* _What is expected_
Transcribe exactly the lines from the first line of the records through the line containing "find driver door", and leave out every picture.

* _Data supplied_
┄┄┄┄┄┄┄┄┄┄

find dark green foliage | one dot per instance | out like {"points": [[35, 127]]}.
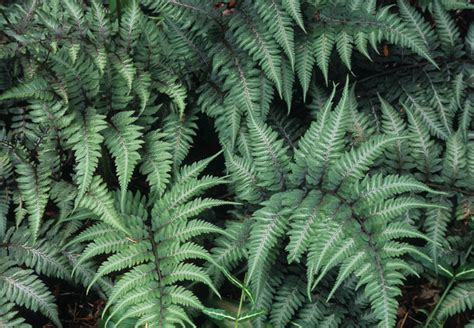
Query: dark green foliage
{"points": [[343, 165]]}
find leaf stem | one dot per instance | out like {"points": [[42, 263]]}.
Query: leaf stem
{"points": [[242, 296]]}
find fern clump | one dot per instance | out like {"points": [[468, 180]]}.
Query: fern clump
{"points": [[338, 173]]}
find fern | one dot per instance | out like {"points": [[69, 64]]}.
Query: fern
{"points": [[319, 193]]}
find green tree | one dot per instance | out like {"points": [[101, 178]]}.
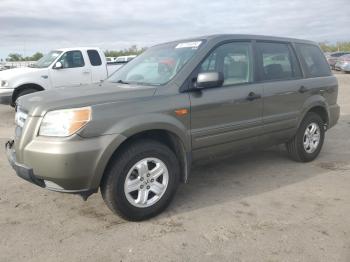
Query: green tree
{"points": [[133, 50], [36, 56]]}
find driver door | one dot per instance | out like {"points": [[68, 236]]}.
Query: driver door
{"points": [[229, 115], [75, 72]]}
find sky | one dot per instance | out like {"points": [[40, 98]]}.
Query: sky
{"points": [[27, 26]]}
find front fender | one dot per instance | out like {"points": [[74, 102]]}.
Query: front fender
{"points": [[153, 121]]}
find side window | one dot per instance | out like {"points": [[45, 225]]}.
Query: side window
{"points": [[234, 60], [277, 62], [94, 58], [72, 59], [313, 60]]}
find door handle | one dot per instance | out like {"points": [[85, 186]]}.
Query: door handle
{"points": [[303, 90], [252, 96]]}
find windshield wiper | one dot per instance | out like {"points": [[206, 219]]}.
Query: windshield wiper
{"points": [[122, 82]]}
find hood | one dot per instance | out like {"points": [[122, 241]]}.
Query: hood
{"points": [[37, 104], [15, 72]]}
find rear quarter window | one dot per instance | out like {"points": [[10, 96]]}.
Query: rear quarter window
{"points": [[313, 61], [94, 58]]}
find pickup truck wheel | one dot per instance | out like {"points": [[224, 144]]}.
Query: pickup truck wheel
{"points": [[23, 92], [141, 181], [307, 143]]}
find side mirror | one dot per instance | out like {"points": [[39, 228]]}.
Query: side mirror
{"points": [[209, 80], [58, 65]]}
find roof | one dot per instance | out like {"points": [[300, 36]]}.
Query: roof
{"points": [[223, 37], [76, 48]]}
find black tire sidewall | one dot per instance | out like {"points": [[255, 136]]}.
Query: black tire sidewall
{"points": [[119, 171], [310, 118]]}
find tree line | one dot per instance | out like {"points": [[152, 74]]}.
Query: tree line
{"points": [[133, 50], [339, 46]]}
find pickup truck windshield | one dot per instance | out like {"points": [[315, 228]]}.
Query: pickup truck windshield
{"points": [[47, 59], [157, 65]]}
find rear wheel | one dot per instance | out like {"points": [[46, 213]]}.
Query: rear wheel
{"points": [[306, 145], [141, 182]]}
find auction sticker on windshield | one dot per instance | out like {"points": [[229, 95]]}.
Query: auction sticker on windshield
{"points": [[193, 45]]}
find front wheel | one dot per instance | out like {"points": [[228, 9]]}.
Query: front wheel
{"points": [[306, 145], [141, 182]]}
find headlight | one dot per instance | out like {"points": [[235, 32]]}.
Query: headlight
{"points": [[4, 83], [66, 122]]}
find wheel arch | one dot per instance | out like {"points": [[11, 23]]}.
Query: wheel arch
{"points": [[22, 87], [317, 105], [167, 137]]}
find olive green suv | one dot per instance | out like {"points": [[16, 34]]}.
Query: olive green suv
{"points": [[135, 135]]}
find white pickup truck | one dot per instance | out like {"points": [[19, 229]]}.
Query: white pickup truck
{"points": [[59, 68]]}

┄┄┄┄┄┄┄┄┄┄

* _Worked solution_
find dark green foliage | one dot per instance | out like {"points": [[35, 127]]}.
Query: dark green foliage
{"points": [[343, 165]]}
find leaf stem | one dot per instance | out like {"points": [[42, 263]]}.
Query: leaf stem
{"points": [[242, 296]]}
find fern clump | one dot per instance | out like {"points": [[468, 180]]}.
Query: fern clump
{"points": [[338, 173]]}
find fern | one dot per instance | out like {"points": [[69, 64]]}.
Query: fern
{"points": [[319, 193]]}
find green tree | one dot per instance | out like {"points": [[101, 178]]}.
Query: green tree
{"points": [[133, 50], [36, 56]]}
find driver door | one dot per instance | out like {"points": [[68, 236]]}.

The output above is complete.